- Conjunto de tareas
A – En el relato sobre los icebergs y la visita a Kapisillit, ¿qué potencia tenía la lancha rápida que conducía Anika?
B – Prosigue el relato sobre los icebergs y la visita a Kapisillit a partir de su última oración.

- Texto para leer
::::

Por la mañana, nos despertamos con el sonido de los icebergs. En realidad son cosas ruidosas e inquietas que se funden poco a poco hasta que se rompen en pedazos más pequeños o su centro de gravedad se desplaza para que empiecen a girar una y otra vez, expulsando olas en todas direcciones.
De cerca, puedes escuchar la efervescencia de las burbujas de aire que se liberan, aire que pudo haber quedado atrapado dentro del hielo desde antes del nacimiento de Cristo. Bjorn se llevó a los niños a buscar setas. El paisaje puede parecer desolado al principio, pero, de cerca, lo encuentras cubierto por una alfombra de musgo, sauce ártico, té Labrador y morera. Las setas, doradas, blancas y anaranjadas, se encuentran por todas partes.
Después del almuerzo, Anika nos llevó a visitar Kapisillit. Cuando nos acercamos al pueblo, me di cuenta de que incluso aquí mis sentidos básicos necesitaban recalibración. El aire es tan claro y seco que las cosas lejanas parecen estar más cerca de lo que están: las casas pintadas de colores brillantes parecían flotar ante nosotros, pero aunque Anika iba a toda velocidad en la lancha rápida de 300 caballos de fuerza a través del agua de la represa, parecía que solo avanzábamos unos centímetros.

::::

- Material proporcionado

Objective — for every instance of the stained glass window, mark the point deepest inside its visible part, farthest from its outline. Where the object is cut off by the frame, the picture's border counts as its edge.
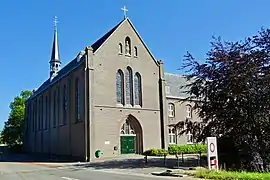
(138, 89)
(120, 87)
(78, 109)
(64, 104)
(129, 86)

::::

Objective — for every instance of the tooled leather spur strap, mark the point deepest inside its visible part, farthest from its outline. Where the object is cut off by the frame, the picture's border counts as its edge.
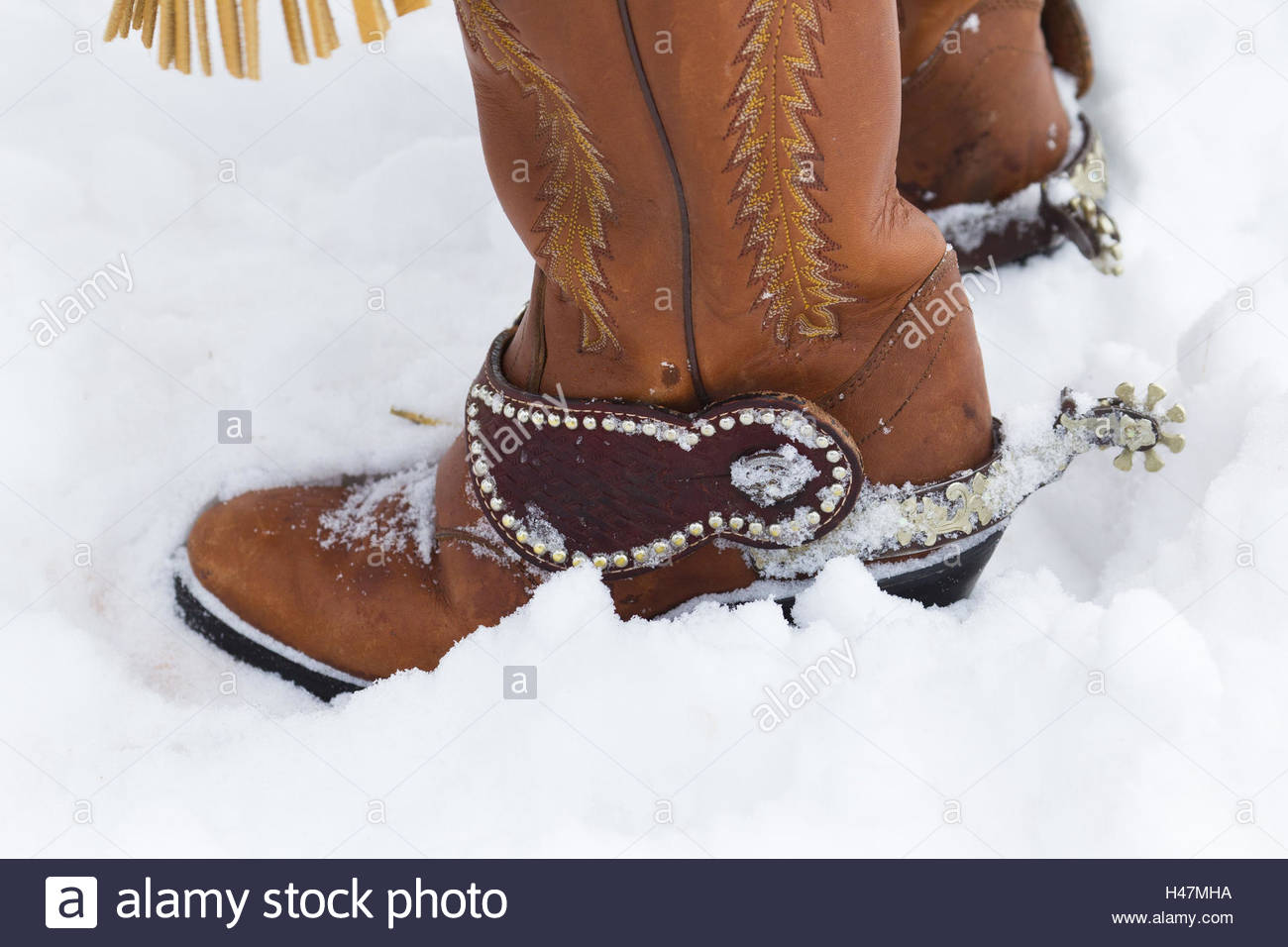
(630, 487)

::::

- Problemas resueltos
A – 300 caballos de fuerza.

B –
Yo estaba nervioso Lo poco que había leído sobre las remotas comunidades groenlandesas presentaba un panorama sombrío de alcoholismo, desempleo y pobreza. Anika, cuya madre había vivido un tiempo en el pueblo, organizó una kaffemik, una reunión de café y pasteles.
Más tarde, fuimos a la única tienda del pueblo, que, dado que menos de 100 personas viven aquí, esperábamos que fuera una especie de puesto muy pequeño. Sin embargo, su surtido era bastante mejor que el de nuestro supermercado local en Londres, completo con pequeños carros, música ambiental y una mujer en uniforme detrás del mostrador. Es cierto, vende equipos de pesca, armas y municiones, pero también muffins calientes, fruta fresca, juguetes y helados.
En una larga y luminosa noche de verano en Groenlandia, la vida puede ser bastante paradisíaca. Nuuk, donde pasamos algunas noches durante nuestra estadía en el campamento, está lujosamente equipado para una ciudad de solo 17,000 habitantes.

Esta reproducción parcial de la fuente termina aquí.